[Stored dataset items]
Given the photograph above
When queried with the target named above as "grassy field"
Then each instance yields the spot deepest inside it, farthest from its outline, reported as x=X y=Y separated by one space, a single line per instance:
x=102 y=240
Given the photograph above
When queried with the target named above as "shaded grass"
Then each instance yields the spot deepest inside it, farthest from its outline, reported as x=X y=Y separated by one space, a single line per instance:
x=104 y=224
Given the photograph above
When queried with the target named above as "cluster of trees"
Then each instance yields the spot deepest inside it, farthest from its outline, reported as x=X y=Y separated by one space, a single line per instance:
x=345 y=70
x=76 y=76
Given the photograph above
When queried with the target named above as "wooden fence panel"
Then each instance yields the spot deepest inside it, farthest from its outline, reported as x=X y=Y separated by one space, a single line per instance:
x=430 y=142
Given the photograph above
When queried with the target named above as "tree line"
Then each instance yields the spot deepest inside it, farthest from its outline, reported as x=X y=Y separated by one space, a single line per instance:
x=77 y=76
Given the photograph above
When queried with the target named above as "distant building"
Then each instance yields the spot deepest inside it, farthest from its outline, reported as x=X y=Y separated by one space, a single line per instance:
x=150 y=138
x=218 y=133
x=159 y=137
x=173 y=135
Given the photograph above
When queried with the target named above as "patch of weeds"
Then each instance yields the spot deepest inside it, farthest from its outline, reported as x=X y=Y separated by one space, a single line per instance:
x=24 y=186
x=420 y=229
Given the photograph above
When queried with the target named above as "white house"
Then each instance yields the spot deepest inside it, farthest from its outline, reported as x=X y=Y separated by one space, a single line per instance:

**Exercise directions**
Reproduce all of the material above line for line, keeping every character unchanged.

**Exercise response**
Given the photograph above
When queried with the target named above as "grassy field"
Then each instance yields the spot deepest inside it, farthest from its outline, reported as x=X y=Y separated by one space, a single line per instance:
x=102 y=240
Given the photograph above
When queried with the target named above as "shaded grass"
Then each instance yields the spot deepest inside it, farthest from its outline, reported as x=X y=Y separated by one space, a single line per instance:
x=104 y=224
Given the photograph above
When queried with the target named above as "cluster of trees"
Then each instance yields the spot deepest inside it, farthest from its outline, reported as x=X y=Y separated by one space, a single line per instance:
x=345 y=70
x=76 y=76
Given the photograph above
When queried with the target named above as "wooden fence panel"
Then each instance yields the spot deepest inside it, farthest from its outline, reported as x=X y=Y separated by one space, a single line per instance:
x=430 y=142
Given the photograph above
When queried with the target named above as "tree line"
Then each instance yields the spot deepest inside it, farthest from its outline, reported as x=X y=Y separated by one space, a single line per instance:
x=77 y=76
Given the photograph above
When queried with the target named above as "distant building"
Then each instance yields the spot deepest inside it, farthest from its outline, reported as x=X y=Y separated by one space, a single line per instance:
x=150 y=138
x=218 y=133
x=159 y=137
x=173 y=135
Given the photograph above
When queried with the target named above as "patch of weeds"
Then each instance yields the spot deepest inside it, farthest from its outline, reported as x=X y=Y separated by one space, a single line per instance:
x=24 y=186
x=420 y=229
Given the photograph above
When queried with the target named above as "white house"
Then each instance yields the spot deepest inside it, farthest from its outline, reported as x=X y=Y separated by one space, a single line per instance:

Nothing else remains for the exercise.